## The request
Exactly repeat the full listing that follows.

## Exercise inputs
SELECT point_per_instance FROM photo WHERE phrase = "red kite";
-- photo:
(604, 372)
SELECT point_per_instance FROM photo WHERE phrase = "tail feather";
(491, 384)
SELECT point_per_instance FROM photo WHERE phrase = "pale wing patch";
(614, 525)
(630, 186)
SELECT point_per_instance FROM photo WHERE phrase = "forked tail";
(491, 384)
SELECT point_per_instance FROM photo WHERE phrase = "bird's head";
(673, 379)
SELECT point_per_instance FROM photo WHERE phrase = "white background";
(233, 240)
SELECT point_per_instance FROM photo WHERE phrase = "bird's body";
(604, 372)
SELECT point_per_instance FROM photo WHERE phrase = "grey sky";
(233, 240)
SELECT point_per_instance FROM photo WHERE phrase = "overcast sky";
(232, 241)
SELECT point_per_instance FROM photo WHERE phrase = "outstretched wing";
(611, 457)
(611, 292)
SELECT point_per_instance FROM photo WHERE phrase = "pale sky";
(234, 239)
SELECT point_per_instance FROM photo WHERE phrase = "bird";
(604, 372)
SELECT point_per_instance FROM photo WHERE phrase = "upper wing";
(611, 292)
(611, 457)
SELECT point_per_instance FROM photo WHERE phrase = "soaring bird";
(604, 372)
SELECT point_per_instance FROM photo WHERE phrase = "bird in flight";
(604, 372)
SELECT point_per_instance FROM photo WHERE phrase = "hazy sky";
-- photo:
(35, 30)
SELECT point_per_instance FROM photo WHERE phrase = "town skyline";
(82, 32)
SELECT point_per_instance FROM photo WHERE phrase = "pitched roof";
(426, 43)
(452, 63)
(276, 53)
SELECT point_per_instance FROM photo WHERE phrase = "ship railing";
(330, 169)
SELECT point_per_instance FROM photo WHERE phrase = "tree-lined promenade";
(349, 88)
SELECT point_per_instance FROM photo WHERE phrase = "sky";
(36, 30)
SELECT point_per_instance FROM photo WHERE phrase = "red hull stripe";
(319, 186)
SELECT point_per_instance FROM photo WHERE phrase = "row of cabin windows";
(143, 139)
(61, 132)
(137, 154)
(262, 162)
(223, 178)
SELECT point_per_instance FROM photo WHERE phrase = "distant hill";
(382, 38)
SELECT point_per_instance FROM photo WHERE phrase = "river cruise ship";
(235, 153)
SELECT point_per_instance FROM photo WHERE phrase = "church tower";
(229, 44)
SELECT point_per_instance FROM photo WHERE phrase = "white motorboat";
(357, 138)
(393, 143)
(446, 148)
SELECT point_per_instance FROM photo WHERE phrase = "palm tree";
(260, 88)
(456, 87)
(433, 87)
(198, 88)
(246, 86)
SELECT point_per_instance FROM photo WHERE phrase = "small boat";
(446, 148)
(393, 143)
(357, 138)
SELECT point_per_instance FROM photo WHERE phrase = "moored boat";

## Answer in full
SELECT point_per_instance FROM photo WHERE phrase = "red kite";
-- photo:
(604, 372)
SELECT point_per_instance FROM photo WHERE phrase = "tail feather";
(491, 384)
SELECT point_per_instance FROM photo WHERE phrase = "pale wing patch";
(614, 525)
(630, 186)
SELECT point_per_instance FROM photo WHERE phrase = "forked tail";
(491, 384)
SELECT point_per_instance FROM photo WHERE phrase = "bird's head";
(673, 379)
SELECT point_per_instance FROM photo WHERE phrase = "white background";
(233, 240)
SELECT point_per_instance FROM photo WHERE phrase = "bird's body";
(604, 372)
SELECT point_per_instance FROM photo WHERE phrase = "grey sky";
(233, 240)
SELECT point_per_instance FROM photo WHERE phrase = "overcast sky";
(232, 241)
SELECT point_per_instance FROM photo WHERE phrase = "outstretched wing";
(611, 457)
(611, 292)
SELECT point_per_instance FROM photo WHERE phrase = "pale sky";
(234, 239)
SELECT point_per_instance FROM photo WHERE phrase = "bird";
(604, 372)
SELECT point_per_instance FROM photo WHERE phrase = "upper wing";
(611, 292)
(611, 457)
SELECT point_per_instance FROM photo WHERE phrase = "soaring bird";
(604, 372)
SELECT point_per_instance FROM photo WHERE phrase = "bird in flight";
(604, 372)
SELECT point_per_instance FROM photo WHERE phrase = "hazy sky";
-- photo:
(35, 30)
SELECT point_per_instance FROM photo WHERE phrase = "town skyline";
(82, 32)
SELECT point_per_instance FROM photo WHERE phrase = "pitched roof";
(426, 43)
(452, 63)
(276, 53)
SELECT point_per_instance FROM photo WHERE phrase = "ship railing";
(330, 169)
SELECT point_per_instance FROM photo WHERE phrase = "tree-lined promenade";
(349, 88)
SELECT point_per_instance FROM photo WHERE phrase = "sky";
(36, 30)
SELECT point_per_instance FROM photo WHERE phrase = "red hull stripe";
(319, 186)
SELECT point_per_instance FROM photo WHERE phrase = "row of cabin windows";
(143, 139)
(61, 132)
(137, 154)
(262, 162)
(223, 178)
SELECT point_per_instance FROM photo WHERE phrase = "distant hill";
(382, 38)
SELECT point_per_instance FROM photo WHERE phrase = "river cruise ship";
(235, 153)
SELECT point_per_instance FROM photo WHERE phrase = "church tower";
(229, 44)
SELECT point_per_instance FROM photo WHERE phrase = "white motorboat";
(357, 138)
(393, 143)
(446, 148)
SELECT point_per_instance FROM photo WHERE phrase = "palm tree";
(260, 88)
(456, 87)
(433, 87)
(198, 88)
(246, 86)
SELECT point_per_instance FROM photo WHERE phrase = "small boat";
(446, 148)
(393, 143)
(357, 138)
SELECT point_per_instance FROM photo WHERE phrase = "moored boat";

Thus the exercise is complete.